# Items from a dataset
● ● ● ● ● ● ●

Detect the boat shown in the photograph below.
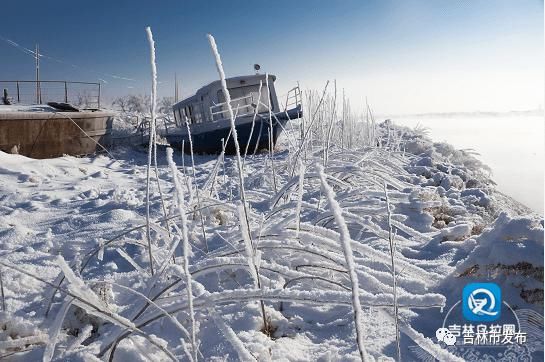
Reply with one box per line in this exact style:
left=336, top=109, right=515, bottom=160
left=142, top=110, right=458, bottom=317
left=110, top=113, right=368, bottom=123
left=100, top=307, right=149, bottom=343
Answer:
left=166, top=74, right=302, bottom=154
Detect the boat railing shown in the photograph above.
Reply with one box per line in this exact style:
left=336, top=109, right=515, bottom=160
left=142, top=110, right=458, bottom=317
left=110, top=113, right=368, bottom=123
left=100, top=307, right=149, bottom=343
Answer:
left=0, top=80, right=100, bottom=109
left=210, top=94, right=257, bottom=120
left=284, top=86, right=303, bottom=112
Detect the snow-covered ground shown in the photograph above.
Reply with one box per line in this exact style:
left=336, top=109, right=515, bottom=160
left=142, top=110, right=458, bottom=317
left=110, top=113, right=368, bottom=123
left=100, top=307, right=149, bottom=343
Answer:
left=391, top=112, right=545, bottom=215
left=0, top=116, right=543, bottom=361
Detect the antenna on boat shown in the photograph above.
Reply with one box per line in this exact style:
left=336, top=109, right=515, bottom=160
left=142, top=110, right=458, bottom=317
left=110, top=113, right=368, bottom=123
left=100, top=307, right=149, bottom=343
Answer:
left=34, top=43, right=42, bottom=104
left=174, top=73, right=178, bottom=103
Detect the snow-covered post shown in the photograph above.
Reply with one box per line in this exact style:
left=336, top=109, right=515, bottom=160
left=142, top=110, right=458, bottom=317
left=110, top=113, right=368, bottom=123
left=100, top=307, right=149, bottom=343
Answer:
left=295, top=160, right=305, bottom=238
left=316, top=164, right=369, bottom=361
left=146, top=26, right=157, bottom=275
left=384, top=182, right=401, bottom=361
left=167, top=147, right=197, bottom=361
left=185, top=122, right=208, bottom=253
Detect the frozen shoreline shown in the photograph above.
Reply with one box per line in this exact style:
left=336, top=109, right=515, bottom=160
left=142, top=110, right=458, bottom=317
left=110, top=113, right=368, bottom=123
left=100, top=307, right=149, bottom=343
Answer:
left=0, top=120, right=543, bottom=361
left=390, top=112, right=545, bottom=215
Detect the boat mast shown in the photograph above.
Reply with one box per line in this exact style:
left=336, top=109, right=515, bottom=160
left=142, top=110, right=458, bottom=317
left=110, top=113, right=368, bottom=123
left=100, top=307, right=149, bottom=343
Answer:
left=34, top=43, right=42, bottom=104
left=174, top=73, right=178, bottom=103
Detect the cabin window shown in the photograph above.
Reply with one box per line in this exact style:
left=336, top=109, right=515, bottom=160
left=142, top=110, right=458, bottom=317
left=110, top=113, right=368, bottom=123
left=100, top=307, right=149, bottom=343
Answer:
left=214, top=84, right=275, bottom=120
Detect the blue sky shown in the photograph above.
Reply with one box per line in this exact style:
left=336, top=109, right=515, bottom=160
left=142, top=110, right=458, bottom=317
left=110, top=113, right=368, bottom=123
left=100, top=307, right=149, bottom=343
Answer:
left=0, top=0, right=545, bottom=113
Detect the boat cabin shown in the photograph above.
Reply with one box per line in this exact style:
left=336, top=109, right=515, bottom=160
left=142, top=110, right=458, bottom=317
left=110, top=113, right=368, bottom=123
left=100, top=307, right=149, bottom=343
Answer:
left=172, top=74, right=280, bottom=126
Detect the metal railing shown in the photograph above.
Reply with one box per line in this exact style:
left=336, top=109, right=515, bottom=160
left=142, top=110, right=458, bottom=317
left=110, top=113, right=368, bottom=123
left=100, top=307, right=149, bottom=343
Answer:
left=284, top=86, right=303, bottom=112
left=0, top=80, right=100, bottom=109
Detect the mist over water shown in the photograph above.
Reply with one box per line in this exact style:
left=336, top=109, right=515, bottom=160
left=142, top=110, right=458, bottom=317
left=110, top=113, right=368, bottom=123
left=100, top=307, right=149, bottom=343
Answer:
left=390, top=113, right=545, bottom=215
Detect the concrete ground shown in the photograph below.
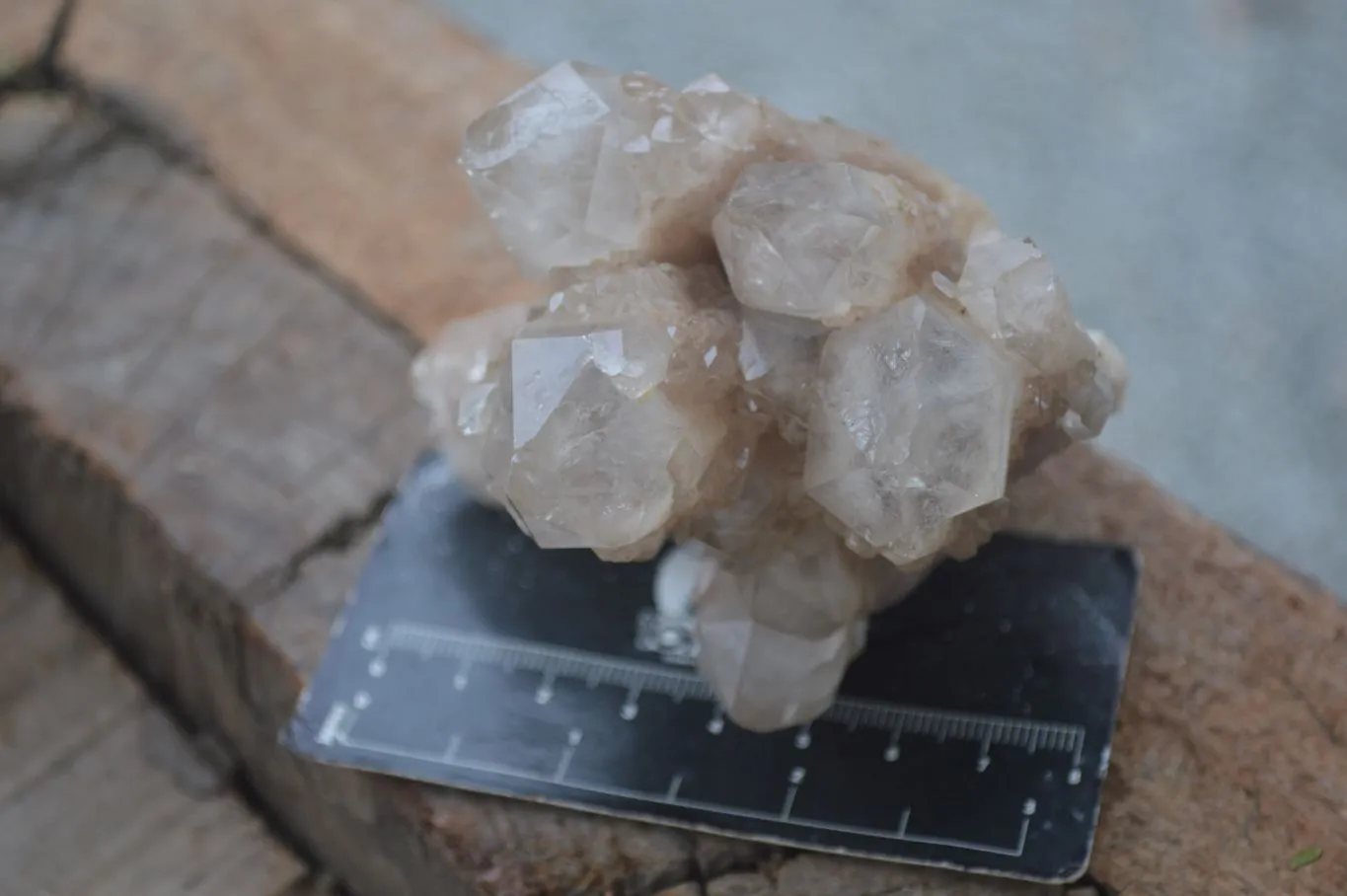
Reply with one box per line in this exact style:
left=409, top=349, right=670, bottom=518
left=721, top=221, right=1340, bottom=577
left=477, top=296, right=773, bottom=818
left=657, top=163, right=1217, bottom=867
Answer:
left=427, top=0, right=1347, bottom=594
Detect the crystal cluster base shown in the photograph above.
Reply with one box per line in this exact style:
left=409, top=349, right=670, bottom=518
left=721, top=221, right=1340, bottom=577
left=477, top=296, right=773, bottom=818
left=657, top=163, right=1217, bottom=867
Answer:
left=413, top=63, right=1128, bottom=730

● ● ● ● ● ● ●

Rewrite every line from the one containing "Detect the concrete" through the end of the records, requests included and pictures left out, scaling each bounding-box coordinate in the answers by 0.8 and rounding to whole numbers with halves rounded up. Leave all other numbers unchanged, including those in the requests and their format samples.

# Full response
Detect the concrete ground shown in the photograph below.
Reply with one box per line in this exact style:
left=409, top=349, right=670, bottom=518
left=721, top=221, right=1340, bottom=577
left=477, top=296, right=773, bottom=818
left=657, top=163, right=1217, bottom=867
Answer:
left=342, top=0, right=1078, bottom=475
Detect the crystal cluster base shown in the photograph above.
Reply with one box per line in this exact style:
left=409, top=349, right=670, bottom=518
left=721, top=221, right=1340, bottom=577
left=477, top=296, right=773, bottom=818
left=657, top=163, right=1217, bottom=867
Answer:
left=330, top=50, right=902, bottom=584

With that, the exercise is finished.